O espaço de manobra deixado pelo Acordo Comercial Mercosul-UE aos países que pretendem a utilização de políticas públicas horizontais nas contratações públicas é bastante estreito. O artigo 5 do capítulo sobre compras governamentais exclui a aplicação das normas do tratado, basicamente, para o setor de defesa e em situações que envolvam bens jurídicos bastante específicos, incluindo, por exemplo, licitações para inclusão de pessoas com deficiência, entidades filantrópicas, trabalho de presos, além das medidas necessárias à proteção da moral, ordem e segurança públicas, seres humanos, animais e meio ambiente e propriedade intelectual.

A percepção dos países do Mercosul de que o Acordo Comercial com a UE trará limitações ao uso do poder de compra estatal como instrumento de intervenção econômica está correta. Se finalizado, nenhum dos signatários poderá adotar livremente políticas horizontais discriminatórias em contratações públicas, a exemplo de margens de preferência ou da predileção de empresas nacionais para adjudicação de determinados objetos. Por outro lado, reveste-se de certo exagero considerar que o Acordo Comercial Mercosul-UE é completamente refratário ao uso das contratações governamentais como um instrumento de política econômica. Elas continuam viáveis em determinadas circunstâncias e observados alguns critérios. 

Em primeiro lugar, porque nem toda contratação pública conduzida dentro desses blocos econômicos deverá observância às regras constantes no capítulo do Acordo Comercial. Em uma sistemática similar ao ACP da OMC, o regramento somente incidirá se aquela licitação ou contrato administrativo enquadrar-se nos critérios de cobertura horizontal (valor mínimo) e vertical (órgãos e entidades contratantes) estabelecidas nos apêndices ao capítulo sobre compras governamentais. Desse modo, a promoção de políticas públicas horizontais em contratações não abarcadas pela cobertura do Acordo Comercial continua possível em sua plenitude.

==*==

Exercício proposto A:
Segundo o texto de leitura, o artigo 5 exclui das normas do tratado as medidas necessárias à proteção de certos bens. Liste cada um desses bens.
Exercício proposto B:
Transcreva o trecho do texto de leitura que começa em "O espaço de" e vai até "e propriedade intelectual.", incluindo esta última parte.
Exercício proposto C:
De acordo com o texto de leitura, para qual setor o artigo 5 do capítulo sobre compras governamentais exclui, basicamente, a aplicação das normas do tratado?

==*==

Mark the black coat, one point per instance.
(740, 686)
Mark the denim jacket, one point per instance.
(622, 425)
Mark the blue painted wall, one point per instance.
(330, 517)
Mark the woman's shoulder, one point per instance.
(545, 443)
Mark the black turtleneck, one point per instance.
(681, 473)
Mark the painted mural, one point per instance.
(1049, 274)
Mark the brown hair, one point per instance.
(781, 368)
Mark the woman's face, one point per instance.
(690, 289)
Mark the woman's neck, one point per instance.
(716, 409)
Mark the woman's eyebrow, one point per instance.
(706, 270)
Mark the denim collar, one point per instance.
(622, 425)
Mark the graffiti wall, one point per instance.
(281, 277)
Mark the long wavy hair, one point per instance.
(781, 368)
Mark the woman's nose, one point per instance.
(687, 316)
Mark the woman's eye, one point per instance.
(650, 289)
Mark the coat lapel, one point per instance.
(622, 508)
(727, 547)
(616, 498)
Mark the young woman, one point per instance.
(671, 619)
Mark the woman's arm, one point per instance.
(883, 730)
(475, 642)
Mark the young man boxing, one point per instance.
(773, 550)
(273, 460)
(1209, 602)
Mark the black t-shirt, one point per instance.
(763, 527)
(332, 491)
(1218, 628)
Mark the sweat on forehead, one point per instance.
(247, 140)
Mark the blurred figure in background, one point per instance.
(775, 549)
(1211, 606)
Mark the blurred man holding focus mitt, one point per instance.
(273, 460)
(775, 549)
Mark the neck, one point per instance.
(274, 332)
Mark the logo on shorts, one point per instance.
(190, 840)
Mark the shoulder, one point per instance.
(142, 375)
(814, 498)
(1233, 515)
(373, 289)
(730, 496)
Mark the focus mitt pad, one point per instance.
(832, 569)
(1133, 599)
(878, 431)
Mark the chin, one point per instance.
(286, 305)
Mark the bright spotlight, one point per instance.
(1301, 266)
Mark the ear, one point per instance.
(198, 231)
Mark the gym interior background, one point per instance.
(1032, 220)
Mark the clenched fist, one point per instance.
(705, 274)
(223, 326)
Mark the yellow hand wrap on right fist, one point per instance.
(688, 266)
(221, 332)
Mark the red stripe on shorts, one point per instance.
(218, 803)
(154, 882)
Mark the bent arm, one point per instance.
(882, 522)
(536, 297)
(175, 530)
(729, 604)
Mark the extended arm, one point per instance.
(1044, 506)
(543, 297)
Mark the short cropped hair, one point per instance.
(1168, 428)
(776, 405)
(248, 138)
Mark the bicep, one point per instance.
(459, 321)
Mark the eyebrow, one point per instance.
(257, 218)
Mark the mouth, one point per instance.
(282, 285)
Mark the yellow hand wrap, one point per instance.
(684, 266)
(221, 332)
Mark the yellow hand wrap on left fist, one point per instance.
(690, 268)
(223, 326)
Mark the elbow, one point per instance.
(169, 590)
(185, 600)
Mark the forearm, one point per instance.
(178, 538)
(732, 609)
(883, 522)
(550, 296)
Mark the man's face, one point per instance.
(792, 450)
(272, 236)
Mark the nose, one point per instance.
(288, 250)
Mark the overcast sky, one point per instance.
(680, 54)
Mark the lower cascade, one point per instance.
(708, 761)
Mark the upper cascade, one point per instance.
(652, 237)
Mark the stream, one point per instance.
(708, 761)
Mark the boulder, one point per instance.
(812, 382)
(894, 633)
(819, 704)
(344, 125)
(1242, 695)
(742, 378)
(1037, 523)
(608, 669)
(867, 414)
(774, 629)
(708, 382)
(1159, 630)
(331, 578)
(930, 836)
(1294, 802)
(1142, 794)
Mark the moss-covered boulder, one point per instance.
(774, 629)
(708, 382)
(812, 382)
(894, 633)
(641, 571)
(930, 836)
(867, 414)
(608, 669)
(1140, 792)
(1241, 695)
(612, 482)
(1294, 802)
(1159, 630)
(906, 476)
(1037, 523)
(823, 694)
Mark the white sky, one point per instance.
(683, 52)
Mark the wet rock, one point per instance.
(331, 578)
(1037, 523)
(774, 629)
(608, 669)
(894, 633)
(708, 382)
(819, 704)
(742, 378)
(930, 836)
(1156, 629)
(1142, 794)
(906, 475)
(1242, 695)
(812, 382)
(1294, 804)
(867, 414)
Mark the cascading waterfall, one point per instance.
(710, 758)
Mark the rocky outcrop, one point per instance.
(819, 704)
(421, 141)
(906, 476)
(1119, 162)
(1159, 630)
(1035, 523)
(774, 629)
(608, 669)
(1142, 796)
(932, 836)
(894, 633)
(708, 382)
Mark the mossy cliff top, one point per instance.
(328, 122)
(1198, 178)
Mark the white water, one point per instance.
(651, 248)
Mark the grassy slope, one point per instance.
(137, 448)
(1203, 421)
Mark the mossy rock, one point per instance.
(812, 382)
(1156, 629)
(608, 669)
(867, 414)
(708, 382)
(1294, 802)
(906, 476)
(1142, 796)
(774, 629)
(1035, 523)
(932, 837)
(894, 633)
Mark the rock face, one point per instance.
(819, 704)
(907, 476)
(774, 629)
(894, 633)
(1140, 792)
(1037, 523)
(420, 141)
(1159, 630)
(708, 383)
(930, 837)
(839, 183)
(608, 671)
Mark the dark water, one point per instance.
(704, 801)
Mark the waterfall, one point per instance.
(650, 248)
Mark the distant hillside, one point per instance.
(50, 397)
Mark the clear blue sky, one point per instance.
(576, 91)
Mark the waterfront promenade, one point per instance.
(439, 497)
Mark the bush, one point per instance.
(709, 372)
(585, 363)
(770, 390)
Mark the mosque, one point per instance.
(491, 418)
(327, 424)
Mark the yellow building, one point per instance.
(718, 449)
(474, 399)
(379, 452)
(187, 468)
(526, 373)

==*==

Resultado final A:
moral pública; ordem pública; segurança pública; seres humanos; animais; meio ambiente; propriedade intelectual

Resultado final B:
O espaço de manobra deixado pelo Acordo Comercial Mercosul-UE aos países que pretendem a utilização de políticas públicas horizontais nas contratações públicas é bastante estreito. O artigo 5 do capítulo sobre compras governamentais exclui a aplicação das normas do tratado, basicamente, para o setor de defesa e em situações que envolvam bens jurídicos bastante específicos, incluindo, por exemplo, licitações para inclusão de pessoas com deficiência, entidades filantrópicas, trabalho de presos, além das medidas necessárias à proteção da moral, ordem e segurança públicas, seres humanos, animais e meio ambiente e propriedade intelectual.

Resultado final C:
Para o setor de defesa.